### The exercise
Render every line of the entries below as a Markdown table with a Row column for the row number and a Text column for the line, skipping blank lines. Leave out the pictures.

### Input rows
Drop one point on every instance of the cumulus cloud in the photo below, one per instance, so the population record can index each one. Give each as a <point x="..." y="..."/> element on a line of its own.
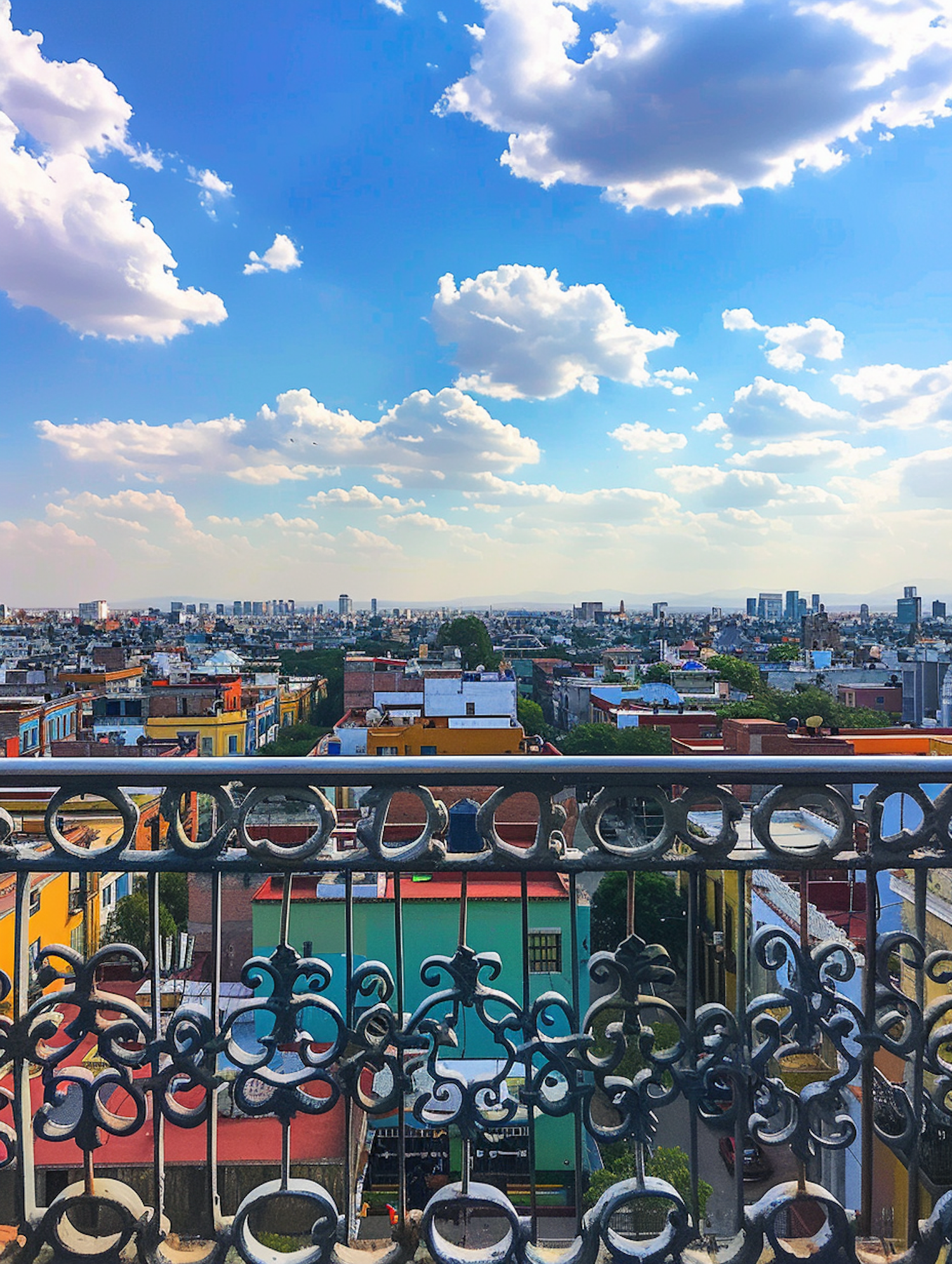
<point x="520" y="334"/>
<point x="546" y="501"/>
<point x="898" y="397"/>
<point x="799" y="454"/>
<point x="429" y="440"/>
<point x="637" y="436"/>
<point x="711" y="425"/>
<point x="426" y="440"/>
<point x="768" y="408"/>
<point x="792" y="343"/>
<point x="678" y="105"/>
<point x="211" y="190"/>
<point x="70" y="242"/>
<point x="281" y="256"/>
<point x="712" y="488"/>
<point x="362" y="498"/>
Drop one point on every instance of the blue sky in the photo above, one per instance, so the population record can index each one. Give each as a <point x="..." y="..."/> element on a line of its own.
<point x="303" y="406"/>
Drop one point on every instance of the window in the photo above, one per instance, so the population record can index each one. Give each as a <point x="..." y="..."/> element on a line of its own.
<point x="545" y="952"/>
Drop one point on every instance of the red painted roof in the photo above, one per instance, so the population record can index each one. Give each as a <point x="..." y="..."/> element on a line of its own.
<point x="442" y="886"/>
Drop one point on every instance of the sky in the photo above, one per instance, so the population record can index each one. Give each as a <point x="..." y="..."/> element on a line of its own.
<point x="493" y="297"/>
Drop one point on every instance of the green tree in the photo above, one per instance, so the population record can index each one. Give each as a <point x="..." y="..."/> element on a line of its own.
<point x="609" y="740"/>
<point x="668" y="1163"/>
<point x="530" y="717"/>
<point x="129" y="922"/>
<point x="471" y="635"/>
<point x="660" y="912"/>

### Written reply
| Row | Text |
|---|---|
| 1 | Drop one point on every instance of the cumulus cloud in the photo below, one per instance, so the population record can index each one. Give each as a <point x="..." y="..."/> element on a line of its own. |
| 2 | <point x="520" y="334"/> |
| 3 | <point x="546" y="501"/> |
| 4 | <point x="898" y="397"/> |
| 5 | <point x="799" y="454"/> |
| 6 | <point x="429" y="440"/> |
| 7 | <point x="637" y="436"/> |
| 8 | <point x="711" y="425"/> |
| 9 | <point x="426" y="440"/> |
| 10 | <point x="768" y="408"/> |
| 11 | <point x="792" y="343"/> |
| 12 | <point x="678" y="105"/> |
| 13 | <point x="211" y="190"/> |
| 14 | <point x="70" y="242"/> |
| 15 | <point x="281" y="256"/> |
| 16 | <point x="712" y="488"/> |
| 17 | <point x="362" y="498"/> |
| 18 | Drop one point on every instance of the blue sky in the photo above, one per instance, so the population record can index each one. Give each as a <point x="..." y="..."/> element on a line of its own. |
| 19 | <point x="303" y="406"/> |
| 20 | Drop one point on every instance of the window in the photo above, one per instance, so the population record can index each one. Give each as a <point x="..." y="..."/> element on a line of its own. |
| 21 | <point x="545" y="952"/> |
| 22 | Drop one point on every instance of the red painted roof in the photo above, one per instance, so the population record can index each one. Give each as a <point x="..." y="..."/> element on a line of its own. |
| 23 | <point x="442" y="886"/> |
| 24 | Drop one point on every instance of the sky in the photo above, one per instance, so the population record can index each one. Give each as a <point x="..." y="..."/> element on a line of its own. |
| 25 | <point x="493" y="297"/> |
| 26 | Drop one point on every instance of the green tree in the photo above, one per instance, so the population record can index each one. Give each as a <point x="..." y="..."/> element on a line of its own. |
| 27 | <point x="609" y="740"/> |
| 28 | <point x="668" y="1163"/> |
| 29 | <point x="530" y="717"/> |
| 30 | <point x="129" y="922"/> |
| 31 | <point x="471" y="635"/> |
| 32 | <point x="660" y="912"/> |